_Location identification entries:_

====

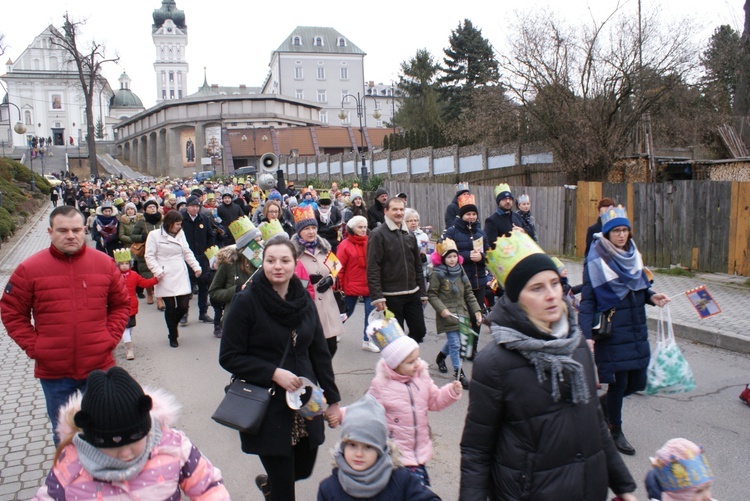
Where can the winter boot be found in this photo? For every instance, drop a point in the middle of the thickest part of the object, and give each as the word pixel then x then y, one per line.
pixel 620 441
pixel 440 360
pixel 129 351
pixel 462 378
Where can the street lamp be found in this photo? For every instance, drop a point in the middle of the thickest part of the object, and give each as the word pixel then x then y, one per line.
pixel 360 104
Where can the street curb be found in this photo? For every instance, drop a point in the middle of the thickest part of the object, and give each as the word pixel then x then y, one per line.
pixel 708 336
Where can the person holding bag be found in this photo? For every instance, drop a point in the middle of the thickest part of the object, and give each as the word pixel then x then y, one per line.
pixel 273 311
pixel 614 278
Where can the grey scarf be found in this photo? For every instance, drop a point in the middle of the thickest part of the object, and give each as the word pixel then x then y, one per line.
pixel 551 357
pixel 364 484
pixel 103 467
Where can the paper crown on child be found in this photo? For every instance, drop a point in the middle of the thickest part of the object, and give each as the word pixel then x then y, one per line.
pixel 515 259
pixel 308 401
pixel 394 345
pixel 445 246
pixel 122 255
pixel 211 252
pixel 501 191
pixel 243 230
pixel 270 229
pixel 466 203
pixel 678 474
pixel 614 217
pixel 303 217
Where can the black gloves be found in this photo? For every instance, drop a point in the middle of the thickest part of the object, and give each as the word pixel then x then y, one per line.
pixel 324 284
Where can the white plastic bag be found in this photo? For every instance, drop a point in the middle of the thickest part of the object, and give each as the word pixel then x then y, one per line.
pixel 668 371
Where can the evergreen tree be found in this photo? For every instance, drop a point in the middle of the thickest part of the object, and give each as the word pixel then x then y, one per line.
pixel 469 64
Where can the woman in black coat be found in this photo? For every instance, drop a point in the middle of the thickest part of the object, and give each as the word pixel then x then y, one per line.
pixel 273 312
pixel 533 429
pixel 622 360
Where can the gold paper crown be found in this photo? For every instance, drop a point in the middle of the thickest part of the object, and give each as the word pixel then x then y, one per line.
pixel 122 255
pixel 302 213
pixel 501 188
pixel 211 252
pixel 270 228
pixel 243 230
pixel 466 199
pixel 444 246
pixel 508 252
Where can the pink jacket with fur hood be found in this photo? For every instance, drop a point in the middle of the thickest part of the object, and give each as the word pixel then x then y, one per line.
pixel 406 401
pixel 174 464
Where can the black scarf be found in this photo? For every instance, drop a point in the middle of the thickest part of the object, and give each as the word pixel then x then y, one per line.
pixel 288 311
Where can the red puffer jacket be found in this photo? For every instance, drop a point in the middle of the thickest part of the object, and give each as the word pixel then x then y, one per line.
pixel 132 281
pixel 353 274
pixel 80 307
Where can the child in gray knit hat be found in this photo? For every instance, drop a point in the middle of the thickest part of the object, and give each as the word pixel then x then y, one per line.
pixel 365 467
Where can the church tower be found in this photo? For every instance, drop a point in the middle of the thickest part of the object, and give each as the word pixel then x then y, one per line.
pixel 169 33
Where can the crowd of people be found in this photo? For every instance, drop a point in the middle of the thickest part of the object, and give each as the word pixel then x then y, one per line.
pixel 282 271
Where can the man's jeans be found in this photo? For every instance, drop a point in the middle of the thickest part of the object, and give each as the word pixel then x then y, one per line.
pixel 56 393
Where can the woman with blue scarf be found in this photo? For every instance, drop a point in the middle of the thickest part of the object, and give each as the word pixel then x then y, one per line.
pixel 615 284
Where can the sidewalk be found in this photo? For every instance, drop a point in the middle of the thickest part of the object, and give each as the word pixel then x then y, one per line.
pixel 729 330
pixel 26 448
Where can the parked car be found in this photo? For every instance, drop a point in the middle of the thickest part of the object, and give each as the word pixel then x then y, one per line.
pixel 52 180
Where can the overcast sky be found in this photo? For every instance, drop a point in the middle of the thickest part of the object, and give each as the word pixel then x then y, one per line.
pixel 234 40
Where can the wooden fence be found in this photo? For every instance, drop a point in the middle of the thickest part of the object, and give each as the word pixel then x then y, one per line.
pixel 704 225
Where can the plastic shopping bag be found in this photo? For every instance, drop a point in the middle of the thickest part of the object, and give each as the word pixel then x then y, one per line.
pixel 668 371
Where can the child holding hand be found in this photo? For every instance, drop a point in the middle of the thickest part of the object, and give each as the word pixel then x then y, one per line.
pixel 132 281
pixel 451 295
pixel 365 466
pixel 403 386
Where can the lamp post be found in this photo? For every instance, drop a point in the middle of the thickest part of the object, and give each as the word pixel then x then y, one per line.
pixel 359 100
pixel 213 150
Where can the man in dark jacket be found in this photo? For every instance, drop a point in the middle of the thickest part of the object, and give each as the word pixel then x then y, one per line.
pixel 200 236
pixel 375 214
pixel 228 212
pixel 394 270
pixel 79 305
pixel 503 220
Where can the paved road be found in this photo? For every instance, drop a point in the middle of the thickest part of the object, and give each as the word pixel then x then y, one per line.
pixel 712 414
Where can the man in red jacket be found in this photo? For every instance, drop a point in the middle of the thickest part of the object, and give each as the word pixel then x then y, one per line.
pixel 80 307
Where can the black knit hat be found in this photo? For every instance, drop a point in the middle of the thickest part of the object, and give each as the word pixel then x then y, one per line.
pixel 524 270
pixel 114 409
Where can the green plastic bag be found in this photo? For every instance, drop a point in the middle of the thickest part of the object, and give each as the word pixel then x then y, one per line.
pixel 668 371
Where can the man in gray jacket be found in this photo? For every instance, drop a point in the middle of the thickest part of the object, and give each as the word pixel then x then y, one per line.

====

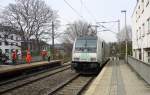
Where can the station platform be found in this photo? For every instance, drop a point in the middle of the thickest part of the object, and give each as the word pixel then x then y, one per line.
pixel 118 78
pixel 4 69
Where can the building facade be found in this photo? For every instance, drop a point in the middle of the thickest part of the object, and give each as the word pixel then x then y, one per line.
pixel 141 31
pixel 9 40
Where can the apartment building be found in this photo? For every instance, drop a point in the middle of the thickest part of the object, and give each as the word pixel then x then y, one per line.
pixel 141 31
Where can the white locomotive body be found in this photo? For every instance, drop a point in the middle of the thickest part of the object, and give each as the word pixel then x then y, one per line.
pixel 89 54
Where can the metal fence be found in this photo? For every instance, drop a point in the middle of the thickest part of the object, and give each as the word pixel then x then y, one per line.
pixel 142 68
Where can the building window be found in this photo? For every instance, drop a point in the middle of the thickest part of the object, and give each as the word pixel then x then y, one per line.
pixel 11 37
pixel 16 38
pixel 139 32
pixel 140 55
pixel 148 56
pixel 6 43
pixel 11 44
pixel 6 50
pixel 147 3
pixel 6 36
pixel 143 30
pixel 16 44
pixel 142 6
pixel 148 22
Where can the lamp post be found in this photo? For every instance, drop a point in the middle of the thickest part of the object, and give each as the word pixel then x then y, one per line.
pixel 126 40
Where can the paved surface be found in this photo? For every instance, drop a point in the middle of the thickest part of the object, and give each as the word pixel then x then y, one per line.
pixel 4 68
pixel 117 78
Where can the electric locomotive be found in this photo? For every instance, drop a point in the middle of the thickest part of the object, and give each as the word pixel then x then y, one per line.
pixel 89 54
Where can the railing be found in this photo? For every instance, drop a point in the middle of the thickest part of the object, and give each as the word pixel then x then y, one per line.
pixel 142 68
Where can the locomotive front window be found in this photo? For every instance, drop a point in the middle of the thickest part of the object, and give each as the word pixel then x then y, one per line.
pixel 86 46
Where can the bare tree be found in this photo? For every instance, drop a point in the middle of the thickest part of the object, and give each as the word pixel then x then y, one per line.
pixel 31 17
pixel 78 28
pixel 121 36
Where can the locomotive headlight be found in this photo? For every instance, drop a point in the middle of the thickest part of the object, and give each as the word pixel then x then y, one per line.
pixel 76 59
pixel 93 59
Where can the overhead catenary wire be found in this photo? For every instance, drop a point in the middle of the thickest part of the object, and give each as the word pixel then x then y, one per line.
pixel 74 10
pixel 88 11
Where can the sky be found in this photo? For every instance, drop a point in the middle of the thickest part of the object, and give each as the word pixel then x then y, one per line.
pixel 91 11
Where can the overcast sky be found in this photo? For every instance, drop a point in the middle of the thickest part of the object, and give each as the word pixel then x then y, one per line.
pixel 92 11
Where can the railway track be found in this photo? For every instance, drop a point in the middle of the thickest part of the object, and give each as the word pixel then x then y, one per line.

====

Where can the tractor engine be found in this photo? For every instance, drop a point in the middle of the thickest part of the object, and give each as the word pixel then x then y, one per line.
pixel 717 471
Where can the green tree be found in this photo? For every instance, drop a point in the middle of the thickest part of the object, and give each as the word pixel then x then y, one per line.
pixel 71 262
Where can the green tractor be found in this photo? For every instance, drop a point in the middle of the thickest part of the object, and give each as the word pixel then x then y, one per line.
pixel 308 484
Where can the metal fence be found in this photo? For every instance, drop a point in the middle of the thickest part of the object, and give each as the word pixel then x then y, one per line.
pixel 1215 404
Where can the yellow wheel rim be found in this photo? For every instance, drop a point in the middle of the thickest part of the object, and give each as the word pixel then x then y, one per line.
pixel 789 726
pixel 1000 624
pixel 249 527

====

Copy out the lines of the data from the one containing "Where can the winter" through the one containing "pixel 462 378", both included, and nothing more.

_COMPLETED EXERCISE:_
Where can the winter boot be found in this photo? For every instance, drop a point in the middle of the thickest part of the object, and give each as the word pixel then x then y, one per line.
pixel 620 441
pixel 440 360
pixel 129 351
pixel 462 378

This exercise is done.